### WHAT YOU HAVE TO DO
Write out the data that follows exactly, keeping every picture out.

### INFORMATION GIVEN
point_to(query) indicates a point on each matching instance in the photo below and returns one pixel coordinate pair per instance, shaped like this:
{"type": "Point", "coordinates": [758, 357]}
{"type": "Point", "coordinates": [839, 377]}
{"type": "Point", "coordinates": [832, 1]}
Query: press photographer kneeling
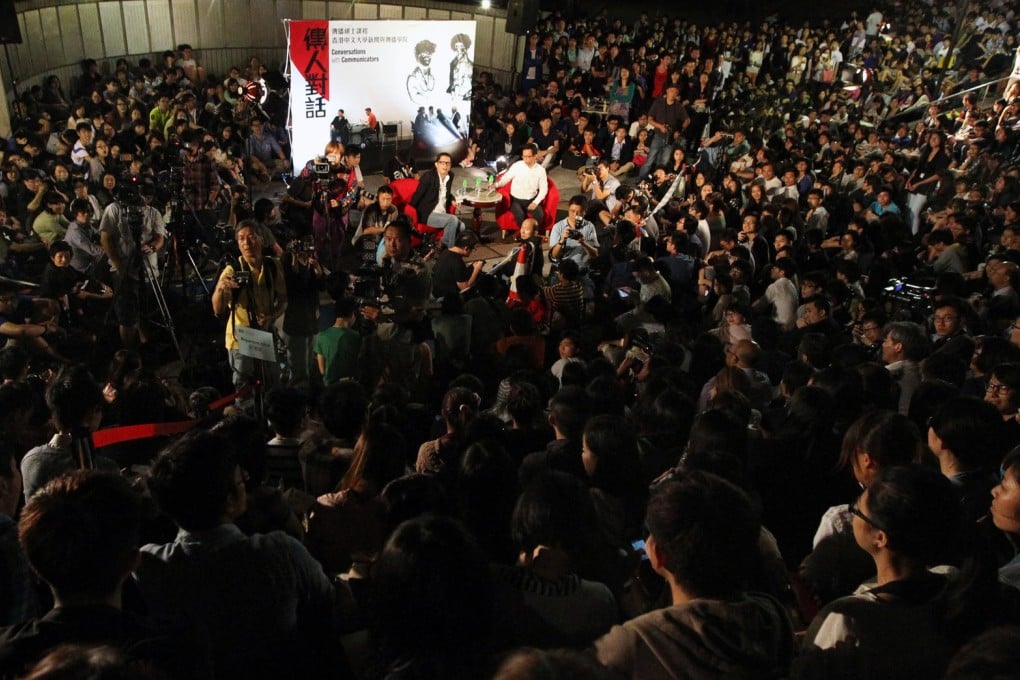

### RESPONSE TO THE EXERCISE
point_to(query) indicates a point on each matching instance in the photo below and returns one pixel coordinate pair per instance, shaped like this:
{"type": "Point", "coordinates": [758, 357]}
{"type": "Point", "coordinates": [839, 377]}
{"type": "Point", "coordinates": [832, 1]}
Query: press photographer kneeling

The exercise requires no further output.